# Ausgewählter Textauszug
###

An den diesjährigen Eduhub Days, der Konferenz für E-Learning, Technologie und Didaktik an Schweizer Hochschulen, drehte sich alles um das Thema Lernräume. Knapp zwanzig Studierende aus der ganzen Schweiz waren dabei eingeladen, in einem begleiteten Design Thinking Prozess ideale Learning Spaces zu gestalten. Die Ergebnisse sind zukunftsweisend und lassen sich auch auf aktuelle Lehr-Lernszenarien adaptieren.
Ein Beitrag von Lisa Messenzehl
«Inspirierend», «absolut empfehlenswert», «intensiv»: so beschrieben die Studierenden, die sich ein paar Wochen zuvor für die EduSpace Challenge als Teil der Eduhub Days beworben hatten, die Erfahrung: In Kleingruppen mit Studierenden von unterschiedlichen Hochschulen und Studiengängen zusammengewürfelt, erhielten sie die Aufgabe, während eineinhalb Tagen ideale Lernräume zu erschaffen. Mit der Unterstützung von zwei erfahrenen Design Thinking Coaches wurde gebrainstormt, für Ideen gevotet, konzipiert und wieder verworfen, und schliesslich mit Materialien wie Lego, Papier und Kleber gebastelt. Die Studierenden entwickelten unter enormen Zeitdruck und in kürzesten Iterationen bunte, originelle Modelle, welche sie am Ende der Tagung den Konferenzteilnehmenden vorstellten. Die erarbeiteten Learning Spaces können sich sehen lassen!

###

# Datenblock
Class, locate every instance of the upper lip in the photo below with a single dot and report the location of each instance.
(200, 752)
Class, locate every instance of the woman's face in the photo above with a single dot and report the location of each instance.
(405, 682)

###

# Zu bearbeitende Aufgaben
[A] Erkläre anhand des Beitrags über die Eduhub Days, zu welchem Zweck die Studierenden zu der Konferenz eingeladen wurden.
[B] Aktualisiere im Beitrag über die Eduhub Days den Abschnitt, der mit den Worten „An den diesjährigen“ beginnt und mit „aktuelle Lehr-Lernszenarien adaptieren.“ endet, indem du „Studierende“ durch „Studentinnen und Studenten“ ersetzt.
[C] Beantworte zum Beitrag über die Eduhub Days die folgenden Fragen.
(i) Wie viele Studierende waren eingeladen?
(ii) Wie viel Zeit hatten die Kleingruppen, um ideale Lernräume zu erschaffen?
(iii) Mit welchen Materialien wurde gebastelt?

# Lösungen
[A] Sie wurden eingeladen, um in einem begleiteten Design Thinking Prozess ideale Learning Spaces zu gestalten.

[B]
An den diesjährigen Eduhub Days, der Konferenz für E-Learning, Technologie und Didaktik an Schweizer Hochschulen, drehte sich alles um das Thema Lernräume. Knapp zwanzig Studentinnen und Studenten aus der ganzen Schweiz waren dabei eingeladen, in einem begleiteten Design Thinking Prozess ideale Learning Spaces zu gestalten. Die Ergebnisse sind zukunftsweisend und lassen sich auch auf aktuelle Lehr-Lernszenarien adaptieren.

[C]
(i) Knapp zwanzig Studierende aus der ganzen Schweiz.
(ii) Eineinhalb Tage.
(iii) Mit Lego, Papier und Kleber.